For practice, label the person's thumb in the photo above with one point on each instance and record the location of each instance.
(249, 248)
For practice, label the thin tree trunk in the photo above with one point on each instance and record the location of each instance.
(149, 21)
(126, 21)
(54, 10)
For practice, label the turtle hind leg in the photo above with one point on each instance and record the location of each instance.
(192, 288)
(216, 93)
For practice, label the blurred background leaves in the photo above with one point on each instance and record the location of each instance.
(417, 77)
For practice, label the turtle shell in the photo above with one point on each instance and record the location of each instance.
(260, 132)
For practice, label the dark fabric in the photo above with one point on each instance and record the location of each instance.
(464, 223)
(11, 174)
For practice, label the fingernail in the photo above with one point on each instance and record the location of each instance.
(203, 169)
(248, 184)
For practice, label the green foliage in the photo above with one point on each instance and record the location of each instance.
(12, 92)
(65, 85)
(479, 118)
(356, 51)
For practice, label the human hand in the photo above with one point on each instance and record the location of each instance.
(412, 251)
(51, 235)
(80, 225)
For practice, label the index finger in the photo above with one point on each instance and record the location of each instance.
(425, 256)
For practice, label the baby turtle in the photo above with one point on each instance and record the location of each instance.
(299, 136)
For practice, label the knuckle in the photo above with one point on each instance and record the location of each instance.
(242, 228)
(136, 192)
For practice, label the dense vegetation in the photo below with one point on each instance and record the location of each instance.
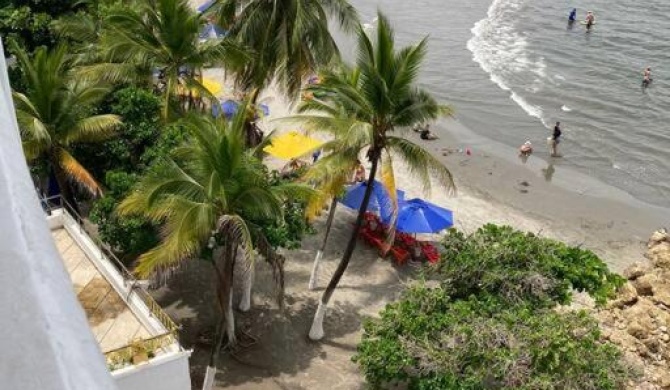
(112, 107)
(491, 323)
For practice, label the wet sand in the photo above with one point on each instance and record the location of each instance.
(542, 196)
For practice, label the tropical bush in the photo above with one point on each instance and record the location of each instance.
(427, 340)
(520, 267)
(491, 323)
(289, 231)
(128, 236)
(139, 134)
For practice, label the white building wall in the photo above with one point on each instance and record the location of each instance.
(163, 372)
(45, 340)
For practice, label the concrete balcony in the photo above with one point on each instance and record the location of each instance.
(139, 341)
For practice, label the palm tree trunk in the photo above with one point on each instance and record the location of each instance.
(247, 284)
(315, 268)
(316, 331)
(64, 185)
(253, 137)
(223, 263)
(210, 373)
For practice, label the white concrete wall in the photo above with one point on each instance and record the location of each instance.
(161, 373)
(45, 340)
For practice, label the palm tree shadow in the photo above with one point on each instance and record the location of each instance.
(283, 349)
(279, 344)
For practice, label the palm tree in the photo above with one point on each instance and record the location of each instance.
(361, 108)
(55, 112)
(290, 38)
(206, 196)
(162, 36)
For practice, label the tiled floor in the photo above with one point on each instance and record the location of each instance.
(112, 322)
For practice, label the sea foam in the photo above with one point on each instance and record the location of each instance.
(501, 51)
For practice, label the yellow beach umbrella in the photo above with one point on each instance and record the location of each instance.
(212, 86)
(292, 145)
* * *
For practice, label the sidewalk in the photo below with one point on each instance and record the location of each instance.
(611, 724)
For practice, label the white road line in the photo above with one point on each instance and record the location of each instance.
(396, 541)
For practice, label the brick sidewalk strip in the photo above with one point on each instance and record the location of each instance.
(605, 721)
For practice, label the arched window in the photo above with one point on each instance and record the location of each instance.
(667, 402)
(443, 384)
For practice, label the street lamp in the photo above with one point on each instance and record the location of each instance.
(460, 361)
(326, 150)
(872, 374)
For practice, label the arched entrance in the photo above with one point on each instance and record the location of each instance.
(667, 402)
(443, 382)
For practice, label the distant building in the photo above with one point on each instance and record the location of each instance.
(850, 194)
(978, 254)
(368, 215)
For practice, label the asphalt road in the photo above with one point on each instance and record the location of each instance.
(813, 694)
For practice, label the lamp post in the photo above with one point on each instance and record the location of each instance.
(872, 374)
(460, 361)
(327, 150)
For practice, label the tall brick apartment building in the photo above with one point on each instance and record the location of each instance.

### WHAT THIS TASK INVOLVES
From the data above, return every line from the line that has "For practice, label the lamp" up to and including the line that has "For practice, label the tall", exactly.

### RESULT OF THIS TASK
For practice, label the lamp post in the photo above with one point on each instance and record the location of each instance.
(872, 374)
(460, 361)
(327, 150)
For practice, label the tall brick apartment building in the photo above with one point on each instance and record the location of each instance.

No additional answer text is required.